Task statement:
The entries below are to be copied exactly, with every picture left out.

-*-*-

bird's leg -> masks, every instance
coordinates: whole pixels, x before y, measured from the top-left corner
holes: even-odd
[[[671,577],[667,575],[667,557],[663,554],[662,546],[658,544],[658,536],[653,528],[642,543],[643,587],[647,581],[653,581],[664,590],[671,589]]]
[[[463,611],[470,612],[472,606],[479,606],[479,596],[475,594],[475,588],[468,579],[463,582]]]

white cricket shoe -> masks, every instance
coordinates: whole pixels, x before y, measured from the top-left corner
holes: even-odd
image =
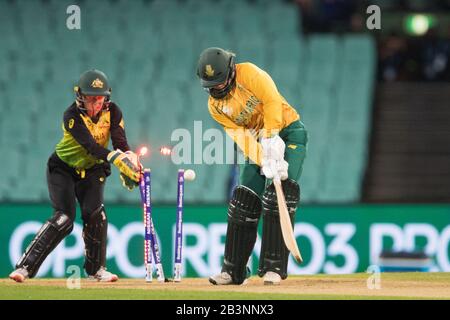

-*-*-

Your solution:
bird's leg -> masks, every instance
coordinates: whole pixels, x before y, measured from the top-left corner
holes: even-odd
[[[671,577],[667,575],[667,557],[663,554],[662,546],[658,544],[658,536],[653,528],[642,543],[643,587],[647,581],[653,581],[664,590],[671,589]]]
[[[463,611],[470,612],[472,606],[479,606],[479,596],[475,594],[475,588],[468,579],[463,582]]]

white cricket shoe -> masks, every instance
coordinates: whole pixels, x before y, measured from the top-left corner
holes: even-odd
image =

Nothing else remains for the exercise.